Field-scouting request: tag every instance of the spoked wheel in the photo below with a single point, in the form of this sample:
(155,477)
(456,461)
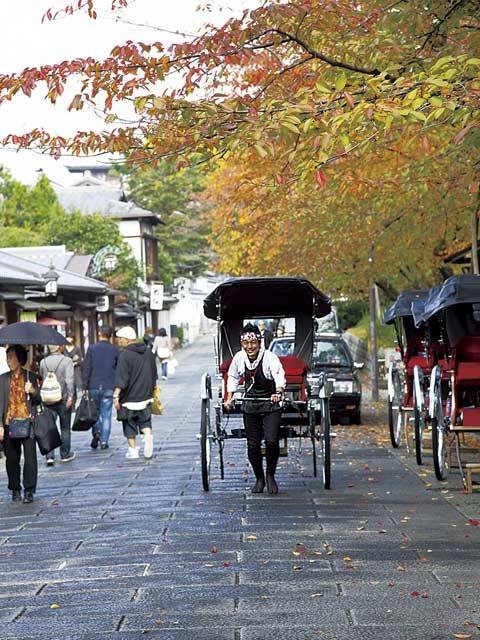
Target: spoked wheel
(313,438)
(325,442)
(205,443)
(418,412)
(395,411)
(221,443)
(439,428)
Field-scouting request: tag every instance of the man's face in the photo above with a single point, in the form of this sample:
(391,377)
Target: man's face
(251,346)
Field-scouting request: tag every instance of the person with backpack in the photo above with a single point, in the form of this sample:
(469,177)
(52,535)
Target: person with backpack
(57,392)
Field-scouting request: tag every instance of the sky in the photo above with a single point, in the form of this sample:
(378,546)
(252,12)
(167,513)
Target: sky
(27,42)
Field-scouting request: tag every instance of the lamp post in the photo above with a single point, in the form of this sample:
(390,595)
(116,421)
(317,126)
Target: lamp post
(51,277)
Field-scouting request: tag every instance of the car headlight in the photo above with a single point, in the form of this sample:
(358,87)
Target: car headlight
(343,386)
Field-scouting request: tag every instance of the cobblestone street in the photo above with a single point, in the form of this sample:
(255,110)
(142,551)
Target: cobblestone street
(122,549)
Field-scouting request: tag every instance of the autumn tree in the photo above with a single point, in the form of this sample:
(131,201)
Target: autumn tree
(342,105)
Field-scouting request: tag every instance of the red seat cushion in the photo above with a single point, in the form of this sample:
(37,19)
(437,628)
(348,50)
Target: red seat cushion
(420,361)
(468,372)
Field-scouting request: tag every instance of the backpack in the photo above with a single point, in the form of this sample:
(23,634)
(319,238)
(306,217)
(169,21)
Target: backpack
(51,389)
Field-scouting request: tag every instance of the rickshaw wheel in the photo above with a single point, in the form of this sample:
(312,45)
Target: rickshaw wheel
(418,413)
(205,443)
(221,444)
(325,440)
(395,413)
(419,423)
(439,446)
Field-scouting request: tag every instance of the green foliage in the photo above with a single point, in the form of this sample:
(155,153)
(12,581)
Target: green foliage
(350,312)
(32,216)
(174,194)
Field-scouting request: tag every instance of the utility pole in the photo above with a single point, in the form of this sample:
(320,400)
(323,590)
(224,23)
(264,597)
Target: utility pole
(373,329)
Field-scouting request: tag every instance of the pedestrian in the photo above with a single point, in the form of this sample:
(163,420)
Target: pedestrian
(19,391)
(149,337)
(99,380)
(59,365)
(75,353)
(135,381)
(264,377)
(163,352)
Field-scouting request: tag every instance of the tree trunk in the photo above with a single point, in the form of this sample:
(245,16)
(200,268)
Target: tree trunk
(475,267)
(373,343)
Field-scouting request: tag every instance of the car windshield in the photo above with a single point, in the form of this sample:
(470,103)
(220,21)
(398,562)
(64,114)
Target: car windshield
(326,352)
(282,346)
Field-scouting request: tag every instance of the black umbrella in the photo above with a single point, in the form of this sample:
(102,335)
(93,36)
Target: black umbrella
(30,333)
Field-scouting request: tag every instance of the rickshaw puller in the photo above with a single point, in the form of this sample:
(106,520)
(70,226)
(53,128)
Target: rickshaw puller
(264,377)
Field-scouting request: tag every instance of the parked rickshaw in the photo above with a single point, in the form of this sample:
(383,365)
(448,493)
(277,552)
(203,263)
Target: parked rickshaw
(306,408)
(406,381)
(454,394)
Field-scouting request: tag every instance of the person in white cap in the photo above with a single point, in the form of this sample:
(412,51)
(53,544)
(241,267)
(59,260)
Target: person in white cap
(135,380)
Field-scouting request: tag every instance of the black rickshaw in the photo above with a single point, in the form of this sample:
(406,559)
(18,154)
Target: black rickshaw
(454,407)
(306,407)
(407,383)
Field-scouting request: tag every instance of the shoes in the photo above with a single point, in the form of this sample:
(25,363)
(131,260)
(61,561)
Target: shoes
(259,486)
(95,440)
(132,453)
(148,446)
(272,486)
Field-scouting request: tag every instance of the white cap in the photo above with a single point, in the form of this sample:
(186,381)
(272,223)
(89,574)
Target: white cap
(126,332)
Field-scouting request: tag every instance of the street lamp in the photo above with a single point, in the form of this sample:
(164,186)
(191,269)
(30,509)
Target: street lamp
(51,277)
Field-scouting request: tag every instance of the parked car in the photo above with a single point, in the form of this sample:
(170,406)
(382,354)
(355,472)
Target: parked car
(331,355)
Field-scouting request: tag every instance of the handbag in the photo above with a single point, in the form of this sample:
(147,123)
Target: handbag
(20,428)
(86,415)
(157,406)
(46,432)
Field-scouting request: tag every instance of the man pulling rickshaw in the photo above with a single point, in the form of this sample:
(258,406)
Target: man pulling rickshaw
(264,378)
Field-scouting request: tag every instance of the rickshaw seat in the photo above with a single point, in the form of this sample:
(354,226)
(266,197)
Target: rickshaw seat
(467,357)
(420,361)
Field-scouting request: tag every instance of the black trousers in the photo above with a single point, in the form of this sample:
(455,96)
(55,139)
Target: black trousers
(13,451)
(266,426)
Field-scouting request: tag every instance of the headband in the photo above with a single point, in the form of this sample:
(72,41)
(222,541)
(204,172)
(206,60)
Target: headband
(250,335)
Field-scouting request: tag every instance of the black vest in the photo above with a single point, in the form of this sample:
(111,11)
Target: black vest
(257,385)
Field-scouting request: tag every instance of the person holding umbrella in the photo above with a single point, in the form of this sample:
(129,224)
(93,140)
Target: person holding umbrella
(18,393)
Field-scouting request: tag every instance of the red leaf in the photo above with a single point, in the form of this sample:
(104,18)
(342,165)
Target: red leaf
(321,178)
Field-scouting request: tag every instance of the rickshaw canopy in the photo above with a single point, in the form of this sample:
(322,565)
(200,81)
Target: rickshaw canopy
(264,297)
(456,290)
(238,299)
(402,306)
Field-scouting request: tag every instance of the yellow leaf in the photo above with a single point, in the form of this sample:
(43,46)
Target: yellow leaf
(340,82)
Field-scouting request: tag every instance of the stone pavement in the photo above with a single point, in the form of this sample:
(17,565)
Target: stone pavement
(126,549)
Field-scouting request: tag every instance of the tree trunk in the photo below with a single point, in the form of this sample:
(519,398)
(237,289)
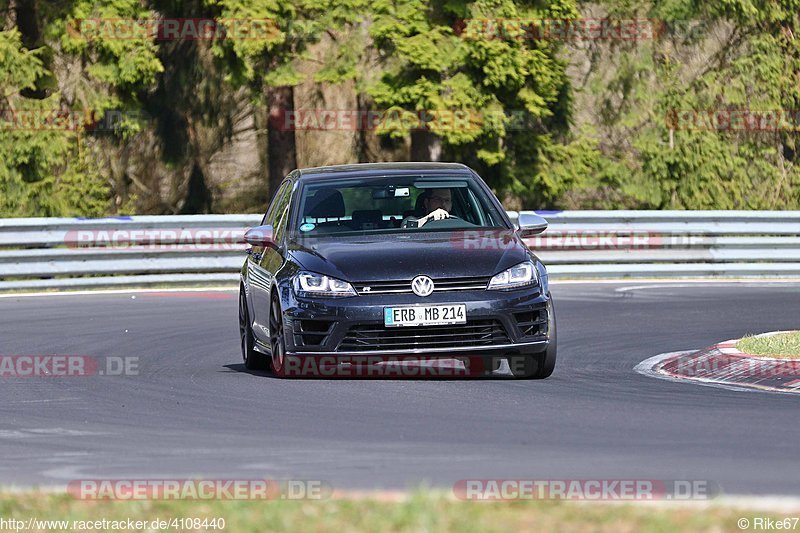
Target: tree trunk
(281,143)
(425,146)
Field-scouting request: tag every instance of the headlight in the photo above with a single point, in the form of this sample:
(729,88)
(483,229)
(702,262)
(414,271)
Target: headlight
(311,284)
(520,275)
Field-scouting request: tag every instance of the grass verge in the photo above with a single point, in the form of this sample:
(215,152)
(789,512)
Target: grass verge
(783,345)
(421,511)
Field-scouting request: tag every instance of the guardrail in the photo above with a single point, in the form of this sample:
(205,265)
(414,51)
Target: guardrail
(44,253)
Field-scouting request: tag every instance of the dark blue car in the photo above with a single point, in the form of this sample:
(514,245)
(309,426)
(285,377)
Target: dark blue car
(391,261)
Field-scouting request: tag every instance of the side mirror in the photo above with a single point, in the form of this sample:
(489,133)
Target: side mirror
(260,236)
(530,224)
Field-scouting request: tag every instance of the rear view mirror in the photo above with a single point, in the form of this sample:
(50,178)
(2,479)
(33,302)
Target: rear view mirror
(530,224)
(260,236)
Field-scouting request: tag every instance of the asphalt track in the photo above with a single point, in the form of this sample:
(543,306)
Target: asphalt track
(193,410)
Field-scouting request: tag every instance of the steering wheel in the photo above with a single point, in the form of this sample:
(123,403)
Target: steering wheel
(406,222)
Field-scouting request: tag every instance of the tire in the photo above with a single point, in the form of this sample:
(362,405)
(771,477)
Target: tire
(277,342)
(252,359)
(541,365)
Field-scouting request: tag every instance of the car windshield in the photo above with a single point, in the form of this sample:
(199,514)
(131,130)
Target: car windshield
(389,204)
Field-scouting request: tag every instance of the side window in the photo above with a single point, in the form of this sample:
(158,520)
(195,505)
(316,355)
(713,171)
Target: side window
(281,214)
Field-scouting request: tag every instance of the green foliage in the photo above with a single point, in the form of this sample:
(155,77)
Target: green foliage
(430,67)
(753,63)
(40,162)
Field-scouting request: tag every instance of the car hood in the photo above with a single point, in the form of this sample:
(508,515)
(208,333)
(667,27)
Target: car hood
(401,257)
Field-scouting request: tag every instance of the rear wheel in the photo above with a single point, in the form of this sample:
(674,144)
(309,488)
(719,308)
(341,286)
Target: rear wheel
(252,359)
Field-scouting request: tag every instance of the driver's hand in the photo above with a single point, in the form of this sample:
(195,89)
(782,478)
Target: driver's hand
(439,214)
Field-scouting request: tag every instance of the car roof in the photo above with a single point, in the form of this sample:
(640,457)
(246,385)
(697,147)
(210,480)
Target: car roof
(381,169)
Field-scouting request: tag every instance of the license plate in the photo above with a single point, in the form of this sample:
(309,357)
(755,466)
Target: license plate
(425,315)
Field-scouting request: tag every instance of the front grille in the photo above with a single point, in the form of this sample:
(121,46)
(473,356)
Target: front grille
(311,332)
(404,286)
(532,323)
(473,333)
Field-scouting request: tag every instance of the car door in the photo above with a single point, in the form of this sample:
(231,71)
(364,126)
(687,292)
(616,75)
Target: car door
(264,262)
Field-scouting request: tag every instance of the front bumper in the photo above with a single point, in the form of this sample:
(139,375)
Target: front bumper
(498,323)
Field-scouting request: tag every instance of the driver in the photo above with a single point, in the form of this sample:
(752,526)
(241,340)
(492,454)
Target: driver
(437,203)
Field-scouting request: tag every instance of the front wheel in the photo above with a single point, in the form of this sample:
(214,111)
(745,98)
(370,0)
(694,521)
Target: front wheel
(252,359)
(276,338)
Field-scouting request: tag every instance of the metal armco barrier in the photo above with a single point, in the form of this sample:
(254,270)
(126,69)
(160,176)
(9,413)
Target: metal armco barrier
(46,253)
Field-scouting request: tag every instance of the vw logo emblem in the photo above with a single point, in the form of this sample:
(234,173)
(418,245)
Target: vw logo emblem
(422,285)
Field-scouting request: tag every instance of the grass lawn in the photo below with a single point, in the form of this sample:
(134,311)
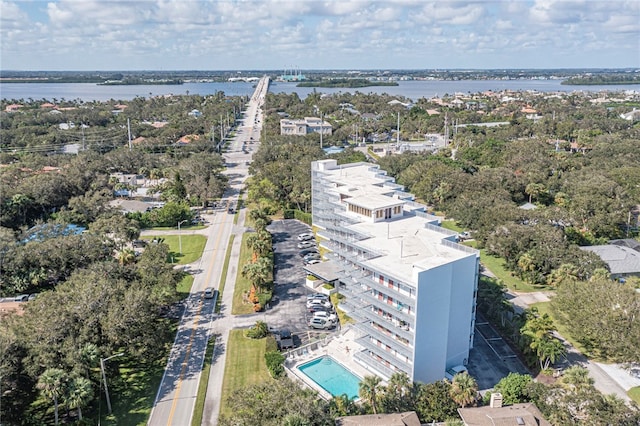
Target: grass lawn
(198,409)
(451,225)
(225,270)
(496,266)
(634,393)
(545,308)
(245,364)
(192,247)
(134,391)
(184,286)
(182,227)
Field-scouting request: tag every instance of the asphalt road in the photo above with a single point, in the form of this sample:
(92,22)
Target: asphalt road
(176,395)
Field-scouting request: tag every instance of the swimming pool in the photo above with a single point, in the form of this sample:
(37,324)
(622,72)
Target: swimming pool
(331,376)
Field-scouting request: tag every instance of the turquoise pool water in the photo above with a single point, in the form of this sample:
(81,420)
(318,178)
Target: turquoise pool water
(331,376)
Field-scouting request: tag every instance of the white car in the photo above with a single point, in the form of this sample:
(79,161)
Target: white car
(451,372)
(306,244)
(319,302)
(326,315)
(317,296)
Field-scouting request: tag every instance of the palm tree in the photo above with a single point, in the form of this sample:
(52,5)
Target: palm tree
(79,394)
(295,419)
(89,357)
(126,257)
(52,384)
(576,377)
(342,405)
(464,389)
(398,394)
(549,351)
(368,391)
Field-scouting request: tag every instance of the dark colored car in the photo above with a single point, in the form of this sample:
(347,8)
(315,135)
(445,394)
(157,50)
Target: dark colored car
(308,251)
(286,339)
(318,308)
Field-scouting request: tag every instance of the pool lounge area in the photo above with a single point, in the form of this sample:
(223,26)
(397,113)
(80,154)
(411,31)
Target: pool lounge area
(331,376)
(333,356)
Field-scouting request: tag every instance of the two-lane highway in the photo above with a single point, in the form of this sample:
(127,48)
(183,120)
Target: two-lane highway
(176,395)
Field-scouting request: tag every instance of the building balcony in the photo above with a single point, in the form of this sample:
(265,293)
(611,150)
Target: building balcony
(366,343)
(391,309)
(386,339)
(402,331)
(371,363)
(395,294)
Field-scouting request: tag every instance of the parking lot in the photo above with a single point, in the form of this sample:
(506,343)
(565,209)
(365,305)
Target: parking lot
(288,308)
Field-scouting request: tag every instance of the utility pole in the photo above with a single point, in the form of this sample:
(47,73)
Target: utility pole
(129,132)
(321,129)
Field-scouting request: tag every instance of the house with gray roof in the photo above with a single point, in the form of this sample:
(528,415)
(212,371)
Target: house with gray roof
(623,261)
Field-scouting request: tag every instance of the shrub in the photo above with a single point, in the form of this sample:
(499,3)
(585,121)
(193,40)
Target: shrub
(258,331)
(274,360)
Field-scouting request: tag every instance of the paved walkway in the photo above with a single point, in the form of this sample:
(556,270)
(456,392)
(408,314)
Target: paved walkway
(608,378)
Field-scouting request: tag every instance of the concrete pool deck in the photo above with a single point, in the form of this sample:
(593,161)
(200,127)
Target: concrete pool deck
(341,348)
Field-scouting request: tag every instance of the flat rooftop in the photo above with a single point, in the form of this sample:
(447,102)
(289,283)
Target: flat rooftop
(406,246)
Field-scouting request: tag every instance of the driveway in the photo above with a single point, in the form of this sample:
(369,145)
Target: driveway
(288,307)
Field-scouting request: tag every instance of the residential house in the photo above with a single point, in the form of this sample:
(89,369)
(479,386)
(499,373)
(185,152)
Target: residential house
(622,260)
(526,414)
(305,126)
(409,418)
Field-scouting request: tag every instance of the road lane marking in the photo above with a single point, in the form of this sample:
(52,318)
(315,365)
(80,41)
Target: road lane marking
(185,362)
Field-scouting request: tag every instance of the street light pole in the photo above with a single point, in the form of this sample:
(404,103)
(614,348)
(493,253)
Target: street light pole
(180,236)
(104,378)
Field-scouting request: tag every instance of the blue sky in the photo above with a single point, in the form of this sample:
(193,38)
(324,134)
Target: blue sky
(314,34)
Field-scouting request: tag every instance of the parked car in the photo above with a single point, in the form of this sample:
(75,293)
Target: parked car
(319,302)
(451,372)
(333,318)
(285,339)
(311,256)
(208,293)
(308,251)
(139,243)
(317,296)
(306,244)
(318,323)
(318,308)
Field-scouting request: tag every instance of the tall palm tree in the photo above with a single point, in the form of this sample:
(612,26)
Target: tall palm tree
(342,405)
(464,389)
(126,256)
(398,394)
(79,394)
(576,377)
(89,357)
(52,384)
(369,390)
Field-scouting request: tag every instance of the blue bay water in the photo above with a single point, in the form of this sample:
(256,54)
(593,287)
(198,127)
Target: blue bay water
(413,90)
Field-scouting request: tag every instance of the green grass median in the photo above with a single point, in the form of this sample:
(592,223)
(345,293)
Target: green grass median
(192,247)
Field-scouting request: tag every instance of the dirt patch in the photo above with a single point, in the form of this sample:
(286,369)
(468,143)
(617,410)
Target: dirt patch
(7,308)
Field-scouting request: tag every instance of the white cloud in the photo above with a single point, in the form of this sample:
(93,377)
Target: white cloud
(263,34)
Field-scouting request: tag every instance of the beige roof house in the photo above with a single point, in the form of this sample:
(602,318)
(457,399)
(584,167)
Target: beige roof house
(409,418)
(512,415)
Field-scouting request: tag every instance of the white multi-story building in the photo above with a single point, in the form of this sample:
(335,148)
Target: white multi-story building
(408,285)
(305,126)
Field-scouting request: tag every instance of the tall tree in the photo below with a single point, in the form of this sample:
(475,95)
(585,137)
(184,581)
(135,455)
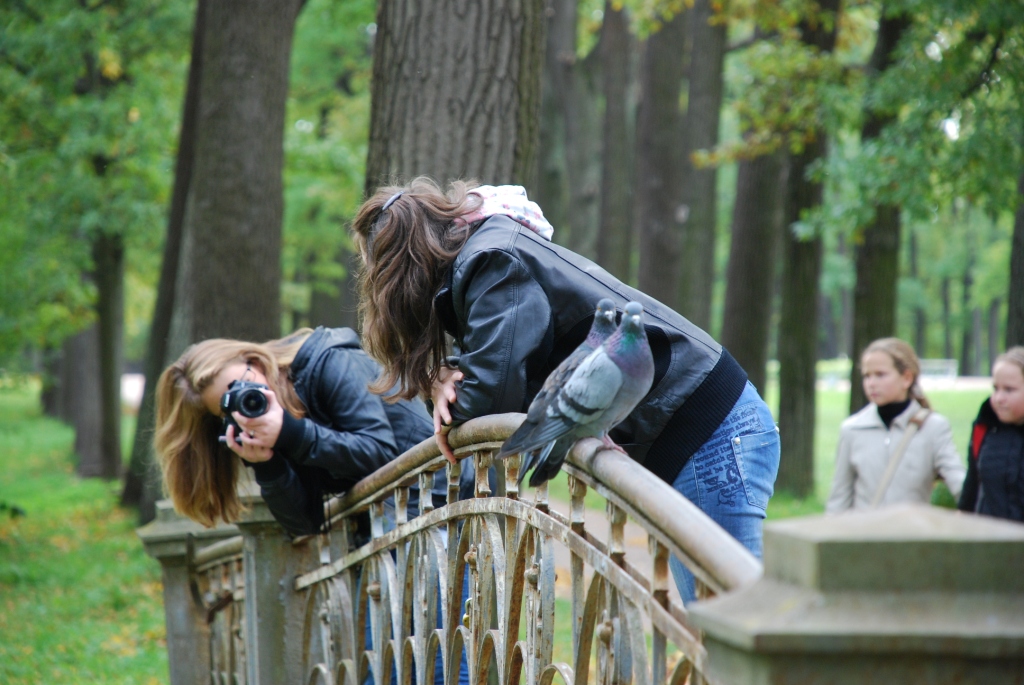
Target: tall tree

######

TASK –
Your answer must be only the lines from the one that holds "Field-scouting request: tag every instance of the tall tree" to the end of the listing, each restated word for word, with both ends kept and pictures left out.

EXERCISE RESULT –
Field-scouting request: tag every instance of the tall tree in the photo below with a single point, in the form of this sample:
(475,95)
(585,137)
(184,581)
(135,455)
Target: tall tree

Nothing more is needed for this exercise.